Excerpt to read:
========================================
Not-so-very-good morning in Puerto Natales.
M is sick, so I’m heading out solo today. Packed my bags — and M’s bigger ones too — since we only had a two-night hostel booking, which meant we either had to extend the stay or sort something else.
I set off around 7 a.m. for the two-hour drive to Torres del Paine National Park for the main hike: Mirador Las Torres. On the way, I popped into a small shop near the border crossing to grab supplies. Breakfast at the hostel starts at 8, which is oddly strategic — all the park buses leave at 7 or 7:30, so anyone using them misses out. Savings, I guess. Still, the empanadas weren’t half bad.

Quick shop, toilet break, a cuddle with a massive brown dog that looked like a bear, and I cracked on. I wanted to hit the trail before the buses, but I was already behind. And then came the bridge.
I have a master’s degree in engineering, specialising in bridge design and construction — and I was speechless. Yet another dirt-track, South American special: a single-lane, elevated wooden deck where your wheels must perfectly align with narrow tracks, or you’re swallowed by the void in between. And to spice things up — a steep incline with no visibility, because of course it’s two-way. Brilliant.

Going back wasn’t an option. Worst-case scenario: a minor crash or an unplanned dip in an icy river. So I did what any sensible person would do — closed my eyes (metaphorically), said a prayer, and floored it. I made it.
A few hundred metres on was the information centre. Boots on, water packed, snacks secured — I hit the trail. The big tour buses can’t make it this far, probably because of that nightmare bridge, so smaller ones shuttle people from the gates. Lucky for me, they hadn’t arrived yet. Off I went, alone… well, not completely. I had my sheep with me.
The trail was a straight shot up and down — 20 km round trip with 1,000m of elevation gain. AllTrails estimated 8 hours. I started just before 10. The first few kilometres were pleasantly flat, even had one of those cute suspension bridges that allow max two people at a time.

I passed a group of hikers — some fit, some gasping like they’d never walked uphill in their lives. And it reminded me why I don’t do group hikes. These tours usually rate “fitness levels,” but who decides what that means? If I compare myself to people running up the mountain, I’m unfit. If I compare myself to my work colleagues back home — who would’ve died at kilometre six — I’m a goddamn athlete.
========================================
Material shown:
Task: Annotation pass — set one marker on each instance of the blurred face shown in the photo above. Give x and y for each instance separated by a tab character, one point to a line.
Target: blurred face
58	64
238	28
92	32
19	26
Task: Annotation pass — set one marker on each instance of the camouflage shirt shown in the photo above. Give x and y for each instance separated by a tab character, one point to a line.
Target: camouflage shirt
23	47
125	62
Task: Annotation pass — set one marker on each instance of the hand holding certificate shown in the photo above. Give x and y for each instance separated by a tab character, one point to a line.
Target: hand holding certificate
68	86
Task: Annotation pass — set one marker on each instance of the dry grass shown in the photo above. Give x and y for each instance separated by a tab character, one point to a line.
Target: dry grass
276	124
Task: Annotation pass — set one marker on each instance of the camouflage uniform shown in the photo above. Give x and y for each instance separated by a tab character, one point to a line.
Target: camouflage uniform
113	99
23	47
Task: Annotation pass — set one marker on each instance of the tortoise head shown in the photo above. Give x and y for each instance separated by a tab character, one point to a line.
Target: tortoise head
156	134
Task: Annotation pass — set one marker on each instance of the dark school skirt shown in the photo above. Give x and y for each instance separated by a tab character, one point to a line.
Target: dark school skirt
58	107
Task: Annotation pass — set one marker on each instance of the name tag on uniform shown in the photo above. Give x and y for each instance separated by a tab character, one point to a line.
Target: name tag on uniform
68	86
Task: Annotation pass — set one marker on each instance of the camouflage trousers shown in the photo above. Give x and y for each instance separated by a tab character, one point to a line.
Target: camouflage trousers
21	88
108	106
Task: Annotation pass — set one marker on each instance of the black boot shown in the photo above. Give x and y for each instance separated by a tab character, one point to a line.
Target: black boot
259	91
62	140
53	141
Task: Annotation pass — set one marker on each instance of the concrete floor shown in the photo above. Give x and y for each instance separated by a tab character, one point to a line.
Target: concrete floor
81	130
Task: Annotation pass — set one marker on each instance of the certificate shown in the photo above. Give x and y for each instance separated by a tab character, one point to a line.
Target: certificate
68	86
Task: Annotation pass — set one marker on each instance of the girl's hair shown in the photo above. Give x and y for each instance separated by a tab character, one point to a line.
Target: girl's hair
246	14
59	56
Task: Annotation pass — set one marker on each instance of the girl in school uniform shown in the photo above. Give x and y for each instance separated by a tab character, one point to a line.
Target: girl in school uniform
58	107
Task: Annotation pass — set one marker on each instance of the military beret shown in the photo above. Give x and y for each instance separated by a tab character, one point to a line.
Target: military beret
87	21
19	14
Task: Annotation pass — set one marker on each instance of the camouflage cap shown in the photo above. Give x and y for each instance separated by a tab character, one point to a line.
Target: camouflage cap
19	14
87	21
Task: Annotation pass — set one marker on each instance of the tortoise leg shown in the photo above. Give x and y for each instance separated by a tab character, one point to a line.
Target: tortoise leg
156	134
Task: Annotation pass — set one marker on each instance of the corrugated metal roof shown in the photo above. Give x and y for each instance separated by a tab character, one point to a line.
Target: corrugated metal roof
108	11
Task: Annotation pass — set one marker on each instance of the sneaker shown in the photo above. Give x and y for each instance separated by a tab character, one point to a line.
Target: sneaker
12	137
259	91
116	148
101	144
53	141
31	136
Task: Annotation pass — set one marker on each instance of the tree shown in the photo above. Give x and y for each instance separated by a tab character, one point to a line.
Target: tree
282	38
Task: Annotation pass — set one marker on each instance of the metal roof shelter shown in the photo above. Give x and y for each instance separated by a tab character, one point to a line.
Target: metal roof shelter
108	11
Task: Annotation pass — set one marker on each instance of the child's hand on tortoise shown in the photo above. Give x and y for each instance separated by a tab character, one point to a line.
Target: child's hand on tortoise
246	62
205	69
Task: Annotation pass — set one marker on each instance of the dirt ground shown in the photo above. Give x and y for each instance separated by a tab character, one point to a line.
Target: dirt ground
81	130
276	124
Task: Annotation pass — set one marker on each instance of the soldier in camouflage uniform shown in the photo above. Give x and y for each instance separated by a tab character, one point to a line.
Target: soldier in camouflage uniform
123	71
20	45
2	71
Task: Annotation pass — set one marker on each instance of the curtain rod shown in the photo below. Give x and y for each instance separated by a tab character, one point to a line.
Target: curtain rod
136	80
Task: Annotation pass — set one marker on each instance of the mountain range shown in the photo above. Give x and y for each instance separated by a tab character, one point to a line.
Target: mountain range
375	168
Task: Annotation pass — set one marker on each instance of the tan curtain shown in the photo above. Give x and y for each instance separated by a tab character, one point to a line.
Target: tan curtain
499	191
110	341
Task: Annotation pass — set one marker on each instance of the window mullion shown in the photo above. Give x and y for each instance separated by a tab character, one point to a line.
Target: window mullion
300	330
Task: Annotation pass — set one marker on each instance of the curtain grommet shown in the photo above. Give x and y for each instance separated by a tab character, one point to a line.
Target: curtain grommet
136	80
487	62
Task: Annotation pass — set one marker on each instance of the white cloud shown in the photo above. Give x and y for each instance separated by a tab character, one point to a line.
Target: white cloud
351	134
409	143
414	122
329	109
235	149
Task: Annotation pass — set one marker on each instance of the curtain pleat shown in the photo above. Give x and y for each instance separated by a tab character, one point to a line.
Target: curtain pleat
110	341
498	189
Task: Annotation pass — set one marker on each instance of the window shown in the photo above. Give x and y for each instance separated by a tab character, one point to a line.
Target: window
========================================
To do: Please transcribe the whole travel account of the Torres del Paine hike above, word for word.

Response to this exercise:
Not-so-very-good morning in Puerto Natales.
M is sick, so I’m heading out solo today. Packed my bags — and M’s bigger ones too — since we only had a two-night hostel booking, which meant we either had to extend the stay or sort something else.
I set off around 7 a.m. for the two-hour drive to Torres del Paine National Park for the main hike: Mirador Las Torres. On the way, I popped into a small shop near the border crossing to grab supplies. Breakfast at the hostel starts at 8, which is oddly strategic — all the park buses leave at 7 or 7:30, so anyone using them misses out. Savings, I guess. Still, the empanadas weren’t half bad.

Quick shop, toilet break, a cuddle with a massive brown dog that looked like a bear, and I cracked on. I wanted to hit the trail before the buses, but I was already behind. And then came the bridge.
I have a master’s degree in engineering, specialising in bridge design and construction — and I was speechless. Yet another dirt-track, South American special: a single-lane, elevated wooden deck where your wheels must perfectly align with narrow tracks, or you’re swallowed by the void in between. And to spice things up — a steep incline with no visibility, because of course it’s two-way. Brilliant.

Going back wasn’t an option. Worst-case scenario: a minor crash or an unplanned dip in an icy river. So I did what any sensible person would do — closed my eyes (metaphorically), said a prayer, and floored it. I made it.
A few hundred metres on was the information centre. Boots on, water packed, snacks secured — I hit the trail. The big tour buses can’t make it this far, probably because of that nightmare bridge, so smaller ones shuttle people from the gates. Lucky for me, they hadn’t arrived yet. Off I went, alone… well, not completely. I had my sheep with me.
The trail was a straight shot up and down — 20 km round trip with 1,000m of elevation gain. AllTrails estimated 8 hours. I started just before 10. The first few kilometres were pleasantly flat, even had one of those cute suspension bridges that allow max two people at a time.

I passed a group of hikers — some fit, some gasping like they’d never walked uphill in their lives. And it reminded me why I don’t do group hikes. These tours usually rate “fitness levels,” but who decides what that means? If I compare myself to people running up the mountain, I’m unfit. If I compare myself to my work colleagues back home — who would’ve died at kilometre six — I’m a goddamn athlete.